RECORDS FOR THE EXERCISE:

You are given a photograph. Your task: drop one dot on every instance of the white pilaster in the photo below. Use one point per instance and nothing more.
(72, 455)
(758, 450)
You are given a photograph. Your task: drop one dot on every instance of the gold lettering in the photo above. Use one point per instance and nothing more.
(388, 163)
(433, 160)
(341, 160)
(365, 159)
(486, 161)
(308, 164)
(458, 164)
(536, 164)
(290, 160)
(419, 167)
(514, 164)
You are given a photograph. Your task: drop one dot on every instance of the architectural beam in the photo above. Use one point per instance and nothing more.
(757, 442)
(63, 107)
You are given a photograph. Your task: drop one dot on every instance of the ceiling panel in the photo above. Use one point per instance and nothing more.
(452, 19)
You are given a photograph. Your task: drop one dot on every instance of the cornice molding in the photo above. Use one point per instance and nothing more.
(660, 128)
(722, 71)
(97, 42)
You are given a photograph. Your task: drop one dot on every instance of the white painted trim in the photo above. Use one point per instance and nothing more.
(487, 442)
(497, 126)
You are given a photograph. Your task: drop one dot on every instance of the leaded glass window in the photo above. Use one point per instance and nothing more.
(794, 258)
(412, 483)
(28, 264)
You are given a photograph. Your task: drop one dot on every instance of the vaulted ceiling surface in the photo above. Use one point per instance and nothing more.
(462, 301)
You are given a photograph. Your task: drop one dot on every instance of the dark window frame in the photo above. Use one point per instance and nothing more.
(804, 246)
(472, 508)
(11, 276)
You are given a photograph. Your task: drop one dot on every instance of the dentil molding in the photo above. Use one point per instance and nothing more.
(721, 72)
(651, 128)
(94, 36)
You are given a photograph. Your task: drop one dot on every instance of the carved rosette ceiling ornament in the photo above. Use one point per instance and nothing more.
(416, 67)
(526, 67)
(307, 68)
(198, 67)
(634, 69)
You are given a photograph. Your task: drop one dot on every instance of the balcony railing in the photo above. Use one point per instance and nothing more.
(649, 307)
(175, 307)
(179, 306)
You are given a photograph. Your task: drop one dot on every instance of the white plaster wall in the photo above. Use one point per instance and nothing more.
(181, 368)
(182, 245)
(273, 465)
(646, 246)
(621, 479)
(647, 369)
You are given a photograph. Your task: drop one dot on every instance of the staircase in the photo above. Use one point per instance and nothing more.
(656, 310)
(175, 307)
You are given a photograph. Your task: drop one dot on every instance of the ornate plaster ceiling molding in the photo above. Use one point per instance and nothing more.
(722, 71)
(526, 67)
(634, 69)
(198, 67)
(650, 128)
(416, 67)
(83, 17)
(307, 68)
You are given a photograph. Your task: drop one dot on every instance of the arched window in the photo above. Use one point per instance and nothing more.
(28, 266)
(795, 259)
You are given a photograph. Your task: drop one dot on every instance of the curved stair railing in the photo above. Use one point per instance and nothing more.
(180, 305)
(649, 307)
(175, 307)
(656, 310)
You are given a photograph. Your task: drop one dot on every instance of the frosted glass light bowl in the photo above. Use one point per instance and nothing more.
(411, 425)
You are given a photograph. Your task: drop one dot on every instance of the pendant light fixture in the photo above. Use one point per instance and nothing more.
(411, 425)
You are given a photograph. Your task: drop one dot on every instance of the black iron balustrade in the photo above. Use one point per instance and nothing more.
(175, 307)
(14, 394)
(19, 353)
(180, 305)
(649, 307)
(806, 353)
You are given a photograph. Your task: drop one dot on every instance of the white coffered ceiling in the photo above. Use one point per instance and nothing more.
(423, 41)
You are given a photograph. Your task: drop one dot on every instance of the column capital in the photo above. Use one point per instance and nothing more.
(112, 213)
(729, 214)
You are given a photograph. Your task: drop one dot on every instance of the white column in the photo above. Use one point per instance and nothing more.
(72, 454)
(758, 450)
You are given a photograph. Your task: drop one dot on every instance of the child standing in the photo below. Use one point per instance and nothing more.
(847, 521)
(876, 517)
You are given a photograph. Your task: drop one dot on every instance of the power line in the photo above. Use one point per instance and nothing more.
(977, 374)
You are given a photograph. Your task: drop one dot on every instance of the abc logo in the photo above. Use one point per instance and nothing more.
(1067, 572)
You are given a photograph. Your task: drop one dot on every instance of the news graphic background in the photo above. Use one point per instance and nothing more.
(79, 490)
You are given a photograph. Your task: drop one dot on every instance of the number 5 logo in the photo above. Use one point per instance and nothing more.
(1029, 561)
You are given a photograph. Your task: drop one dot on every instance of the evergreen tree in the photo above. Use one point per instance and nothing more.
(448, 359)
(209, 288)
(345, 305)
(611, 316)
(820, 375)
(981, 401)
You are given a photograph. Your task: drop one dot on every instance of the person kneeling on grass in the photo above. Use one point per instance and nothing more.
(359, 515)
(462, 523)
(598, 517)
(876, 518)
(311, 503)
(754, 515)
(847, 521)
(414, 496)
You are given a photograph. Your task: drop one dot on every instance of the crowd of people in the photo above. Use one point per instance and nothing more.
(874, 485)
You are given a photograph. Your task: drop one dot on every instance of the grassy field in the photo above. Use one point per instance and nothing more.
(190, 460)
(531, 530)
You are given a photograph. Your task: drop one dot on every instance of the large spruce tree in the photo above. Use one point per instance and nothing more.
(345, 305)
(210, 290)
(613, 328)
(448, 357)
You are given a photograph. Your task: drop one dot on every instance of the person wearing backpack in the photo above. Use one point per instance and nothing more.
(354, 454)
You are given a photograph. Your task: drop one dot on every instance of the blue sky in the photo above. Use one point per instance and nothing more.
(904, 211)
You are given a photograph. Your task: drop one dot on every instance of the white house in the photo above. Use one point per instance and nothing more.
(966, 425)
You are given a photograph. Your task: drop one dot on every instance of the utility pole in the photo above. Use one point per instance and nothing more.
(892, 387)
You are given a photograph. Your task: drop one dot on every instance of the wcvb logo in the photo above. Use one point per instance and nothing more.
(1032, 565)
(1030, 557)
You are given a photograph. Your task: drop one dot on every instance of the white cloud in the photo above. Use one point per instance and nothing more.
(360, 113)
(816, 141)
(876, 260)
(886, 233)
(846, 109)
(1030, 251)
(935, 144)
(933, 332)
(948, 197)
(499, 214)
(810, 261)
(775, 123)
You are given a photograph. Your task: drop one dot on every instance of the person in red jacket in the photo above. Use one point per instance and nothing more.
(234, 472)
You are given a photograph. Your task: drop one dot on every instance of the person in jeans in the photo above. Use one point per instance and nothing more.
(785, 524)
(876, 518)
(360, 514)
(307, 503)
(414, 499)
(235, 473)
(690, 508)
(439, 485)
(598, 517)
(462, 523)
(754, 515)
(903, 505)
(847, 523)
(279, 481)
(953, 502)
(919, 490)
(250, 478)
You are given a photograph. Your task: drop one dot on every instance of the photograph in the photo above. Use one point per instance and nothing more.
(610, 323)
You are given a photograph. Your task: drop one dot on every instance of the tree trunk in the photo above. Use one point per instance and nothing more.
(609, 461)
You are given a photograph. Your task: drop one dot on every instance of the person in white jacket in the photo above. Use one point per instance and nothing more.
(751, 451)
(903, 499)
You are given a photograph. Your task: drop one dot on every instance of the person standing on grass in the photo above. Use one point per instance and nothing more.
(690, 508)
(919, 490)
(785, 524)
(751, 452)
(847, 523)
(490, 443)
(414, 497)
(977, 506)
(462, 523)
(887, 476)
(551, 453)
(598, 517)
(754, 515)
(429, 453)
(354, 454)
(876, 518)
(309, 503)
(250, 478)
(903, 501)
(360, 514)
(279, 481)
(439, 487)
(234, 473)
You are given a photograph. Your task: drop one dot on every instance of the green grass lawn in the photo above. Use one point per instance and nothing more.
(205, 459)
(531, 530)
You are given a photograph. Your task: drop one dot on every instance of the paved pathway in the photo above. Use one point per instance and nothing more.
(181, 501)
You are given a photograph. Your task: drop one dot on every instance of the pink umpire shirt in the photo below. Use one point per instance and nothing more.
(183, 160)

THE REQUEST:
Extract every line from the one with "of the photograph" down to the final line above, both included, exactly as written.

SOLUTION FOR THIS PROBLEM:
You are given a photograph. Your task: drop one dot on every instance of the photograph in the photo above. Use one point per instance and nothing more.
(610, 323)
You are given a photograph. Your task: drop one dot on every instance of the tree trunk in the photo above. Use one point per instance and nothing more.
(609, 461)
You are given a photograph. Your task: drop one dot on every instance of the person in white jacket in the photo above. Use one point per instance and nothing more.
(751, 451)
(903, 499)
You are given a photograph. Your task: drop one dot on every instance of the person standing on grass in the photo above. Use one point per instance and nothing more.
(690, 508)
(919, 490)
(785, 524)
(751, 452)
(847, 523)
(490, 443)
(414, 497)
(977, 506)
(462, 523)
(887, 476)
(551, 453)
(598, 517)
(754, 515)
(429, 453)
(354, 454)
(876, 518)
(309, 503)
(250, 478)
(903, 501)
(360, 514)
(279, 481)
(439, 487)
(234, 473)
You are given a photograph. Your task: drop one dot on every instance of the green grass lawn in the photo above. Use one point per instance and nothing more.
(205, 459)
(531, 530)
You are given a photograph. Your task: drop one dot on every instance of the paved pathway in the photo above. Use one point per instance and nothing more.
(181, 501)
You are given a photograph. Your task: drop one dot on every instance of the pink umpire shirt in the photo below. Use one point per instance and nothing more.
(183, 160)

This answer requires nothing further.